Stored data:
============

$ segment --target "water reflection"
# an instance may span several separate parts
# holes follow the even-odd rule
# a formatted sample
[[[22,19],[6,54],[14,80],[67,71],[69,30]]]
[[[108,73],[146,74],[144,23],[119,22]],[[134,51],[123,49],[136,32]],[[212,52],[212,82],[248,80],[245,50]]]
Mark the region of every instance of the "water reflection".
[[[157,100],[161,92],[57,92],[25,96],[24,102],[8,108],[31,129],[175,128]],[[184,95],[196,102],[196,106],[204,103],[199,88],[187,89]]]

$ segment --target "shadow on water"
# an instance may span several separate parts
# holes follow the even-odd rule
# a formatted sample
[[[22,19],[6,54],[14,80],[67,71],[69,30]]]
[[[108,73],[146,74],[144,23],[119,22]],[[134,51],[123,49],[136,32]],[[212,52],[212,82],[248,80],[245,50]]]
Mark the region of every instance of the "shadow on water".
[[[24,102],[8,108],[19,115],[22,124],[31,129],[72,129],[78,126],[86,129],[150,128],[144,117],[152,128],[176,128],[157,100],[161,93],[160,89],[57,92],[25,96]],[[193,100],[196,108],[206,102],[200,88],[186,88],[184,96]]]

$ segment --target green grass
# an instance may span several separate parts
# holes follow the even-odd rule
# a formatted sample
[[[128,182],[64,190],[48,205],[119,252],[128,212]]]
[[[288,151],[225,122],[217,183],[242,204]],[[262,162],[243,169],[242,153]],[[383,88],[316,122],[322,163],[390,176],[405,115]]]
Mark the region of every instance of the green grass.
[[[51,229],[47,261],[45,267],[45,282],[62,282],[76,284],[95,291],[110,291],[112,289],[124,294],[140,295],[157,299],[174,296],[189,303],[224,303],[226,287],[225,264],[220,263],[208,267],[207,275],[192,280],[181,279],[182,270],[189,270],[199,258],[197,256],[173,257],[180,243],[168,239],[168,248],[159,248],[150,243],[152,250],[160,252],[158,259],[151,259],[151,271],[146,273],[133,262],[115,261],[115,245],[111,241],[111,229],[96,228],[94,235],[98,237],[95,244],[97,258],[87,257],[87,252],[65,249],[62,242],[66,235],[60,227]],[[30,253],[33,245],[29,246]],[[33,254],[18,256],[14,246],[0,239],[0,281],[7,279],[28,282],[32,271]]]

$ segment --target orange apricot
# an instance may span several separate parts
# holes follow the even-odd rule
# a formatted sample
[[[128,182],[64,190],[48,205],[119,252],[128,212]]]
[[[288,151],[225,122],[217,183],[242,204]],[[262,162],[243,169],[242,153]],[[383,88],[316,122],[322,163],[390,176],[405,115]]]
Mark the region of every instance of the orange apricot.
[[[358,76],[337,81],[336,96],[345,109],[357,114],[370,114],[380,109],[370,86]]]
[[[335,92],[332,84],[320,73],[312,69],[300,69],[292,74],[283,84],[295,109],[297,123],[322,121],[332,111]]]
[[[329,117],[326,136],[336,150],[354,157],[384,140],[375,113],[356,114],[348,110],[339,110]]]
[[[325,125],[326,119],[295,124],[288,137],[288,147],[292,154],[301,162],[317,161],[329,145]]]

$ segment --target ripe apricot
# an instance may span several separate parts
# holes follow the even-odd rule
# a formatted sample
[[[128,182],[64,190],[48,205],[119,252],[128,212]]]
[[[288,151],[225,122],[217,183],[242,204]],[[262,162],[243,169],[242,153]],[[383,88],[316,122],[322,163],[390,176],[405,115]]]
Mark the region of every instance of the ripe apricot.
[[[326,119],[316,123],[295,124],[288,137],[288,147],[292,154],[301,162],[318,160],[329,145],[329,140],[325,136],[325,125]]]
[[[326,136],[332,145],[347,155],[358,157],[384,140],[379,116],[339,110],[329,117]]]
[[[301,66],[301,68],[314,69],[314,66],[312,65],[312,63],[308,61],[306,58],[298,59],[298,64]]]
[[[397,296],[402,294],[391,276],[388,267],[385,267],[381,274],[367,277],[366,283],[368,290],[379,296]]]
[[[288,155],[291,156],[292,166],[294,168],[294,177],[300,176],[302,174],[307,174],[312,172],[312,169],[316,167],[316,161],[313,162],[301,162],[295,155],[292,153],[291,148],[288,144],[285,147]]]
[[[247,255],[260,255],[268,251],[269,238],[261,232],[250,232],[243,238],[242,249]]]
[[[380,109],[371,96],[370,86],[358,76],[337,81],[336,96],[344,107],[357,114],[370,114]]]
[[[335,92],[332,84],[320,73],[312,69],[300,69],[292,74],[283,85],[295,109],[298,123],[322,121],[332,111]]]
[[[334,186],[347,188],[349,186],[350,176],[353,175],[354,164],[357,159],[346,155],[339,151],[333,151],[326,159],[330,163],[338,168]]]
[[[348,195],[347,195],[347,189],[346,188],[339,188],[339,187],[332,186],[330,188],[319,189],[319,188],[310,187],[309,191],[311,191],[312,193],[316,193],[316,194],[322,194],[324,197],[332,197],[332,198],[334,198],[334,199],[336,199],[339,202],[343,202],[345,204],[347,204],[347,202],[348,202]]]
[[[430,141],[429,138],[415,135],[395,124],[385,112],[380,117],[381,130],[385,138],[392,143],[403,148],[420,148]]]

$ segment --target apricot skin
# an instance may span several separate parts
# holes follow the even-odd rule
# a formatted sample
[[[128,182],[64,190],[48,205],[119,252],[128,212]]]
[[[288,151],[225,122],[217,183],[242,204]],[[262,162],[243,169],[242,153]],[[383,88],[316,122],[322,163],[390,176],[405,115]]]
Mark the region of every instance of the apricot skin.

============

Set task → Can you update the records by replacing every "a formatted sample" with "an example layout" and leaving everything else unchanged?

Task response →
$ segment --target "water reflection"
# an instance may span several separate parts
# holes follow the even-odd rule
# an example layout
[[[22,19],[6,54],[14,80],[67,71],[69,30]]]
[[[108,73],[146,74],[144,23],[119,22]],[[134,51],[123,49],[136,32]],[[212,52],[212,82],[248,80],[245,50]]]
Mark the region of every instance of the "water reflection".
[[[157,100],[161,92],[57,92],[25,96],[24,102],[8,108],[31,129],[175,128]],[[184,95],[196,102],[196,106],[204,103],[199,88],[187,89]]]

$ segment --target "shadow on water"
# an instance may span several separate parts
# holes follow the even-odd rule
# an example layout
[[[22,19],[6,54],[14,80],[67,71],[69,30]]]
[[[108,73],[146,74],[144,23],[119,22]],[[134,51],[123,49],[136,32]],[[212,52],[212,82],[248,80],[245,50]]]
Mark the region of every instance of the "shadow on water".
[[[24,102],[8,108],[19,115],[22,124],[31,129],[72,129],[78,126],[86,129],[150,128],[144,117],[152,128],[176,128],[157,100],[161,93],[160,89],[57,92],[25,96]],[[193,100],[196,108],[206,102],[200,88],[186,88],[184,96]]]

$ segment --target green grass
# an instance may span several separate parts
# holes follow the even-odd rule
# an example layout
[[[128,182],[64,190],[48,205],[119,252],[128,212]]]
[[[288,151],[225,122],[217,183],[242,204]],[[262,162],[243,169],[242,153]],[[383,88],[316,122],[322,163],[390,176],[405,115]]]
Mark the region of every instance of the green grass.
[[[51,229],[47,261],[45,267],[45,282],[62,282],[76,284],[95,291],[110,291],[112,289],[124,294],[140,295],[157,299],[174,296],[189,303],[224,303],[226,287],[225,264],[220,263],[208,267],[207,275],[192,280],[181,279],[182,270],[189,270],[199,258],[197,256],[173,257],[180,243],[168,239],[168,248],[159,248],[150,243],[152,250],[160,252],[158,259],[151,259],[151,271],[146,273],[133,262],[115,261],[115,245],[111,241],[111,229],[96,228],[94,235],[98,237],[95,244],[97,258],[87,257],[87,252],[65,249],[62,242],[66,235],[60,227]],[[30,253],[33,245],[29,246]],[[33,254],[18,256],[14,246],[0,239],[0,281],[7,279],[28,282],[32,271]]]

$ segment --target orange apricot
# an instance may span several separate parts
# holes follow the even-odd rule
# an example layout
[[[128,182],[64,190],[48,205],[119,252],[128,212]]]
[[[288,151],[225,122],[217,183],[242,204]],[[262,162],[243,169],[242,153]],[[383,88],[316,122],[322,163],[390,176],[405,115]]]
Mark the region of every instance of the orange apricot.
[[[358,76],[337,81],[336,96],[345,109],[357,114],[370,114],[380,109],[370,86]]]
[[[335,92],[332,84],[320,73],[312,69],[300,69],[292,74],[283,84],[295,109],[297,123],[322,121],[332,111]]]
[[[329,117],[326,136],[336,150],[354,157],[384,140],[375,113],[356,114],[348,110],[339,110]]]
[[[325,125],[326,119],[295,124],[288,137],[288,147],[292,154],[301,162],[317,161],[329,145]]]

$ segment --target ripe apricot
# an instance may span several separate parts
# holes follow the even-odd rule
# an example layout
[[[128,182],[64,190],[48,205],[119,252],[128,212]]]
[[[288,151],[225,122],[217,183],[242,204]],[[262,162],[243,169],[242,153]],[[383,88],[316,122],[322,163],[390,176],[405,115]]]
Mark the region of every instance of the ripe apricot.
[[[326,119],[316,123],[295,124],[288,137],[288,147],[292,154],[301,162],[318,160],[329,145],[329,140],[325,136],[325,125]]]
[[[326,136],[332,145],[347,155],[358,157],[384,140],[379,116],[339,110],[329,117]]]
[[[301,66],[301,68],[314,69],[314,66],[312,65],[312,63],[308,61],[306,58],[298,59],[298,64]]]
[[[397,296],[402,294],[391,276],[388,267],[385,267],[381,274],[367,277],[366,283],[368,290],[379,296]]]
[[[288,155],[291,156],[292,166],[294,168],[294,177],[300,176],[302,174],[307,174],[312,172],[312,169],[316,167],[316,161],[313,162],[301,162],[295,155],[292,153],[291,148],[288,144],[285,147]]]
[[[247,255],[260,255],[268,251],[269,238],[261,232],[250,232],[243,238],[242,249]]]
[[[380,109],[371,96],[370,86],[358,76],[337,81],[336,96],[344,107],[357,114],[370,114]]]
[[[335,92],[332,84],[320,73],[312,69],[300,69],[292,74],[283,85],[295,109],[298,123],[322,121],[332,111]]]
[[[334,186],[347,188],[349,186],[350,176],[353,175],[354,164],[357,159],[346,155],[339,151],[333,151],[326,159],[330,163],[338,168]]]
[[[348,195],[347,195],[347,189],[346,188],[339,188],[339,187],[332,186],[330,188],[319,189],[319,188],[310,187],[309,191],[311,191],[312,193],[316,193],[316,194],[322,194],[324,197],[332,197],[332,198],[334,198],[334,199],[336,199],[339,202],[343,202],[345,204],[347,204],[347,202],[348,202]]]
[[[430,141],[429,138],[415,135],[395,124],[385,112],[380,117],[381,130],[385,138],[392,143],[403,148],[420,148]]]

$ segment --target apricot skin
# an instance may span several separate parts
# holes follow the even-odd rule
# an example layout
[[[128,182],[64,190],[48,205],[119,252],[128,212]]]
[[[288,151],[225,122],[217,183],[242,204]],[[262,162],[243,169],[242,153]],[[383,88],[316,122],[322,163],[390,176],[405,115]]]
Mark the region of every instance of the apricot skin.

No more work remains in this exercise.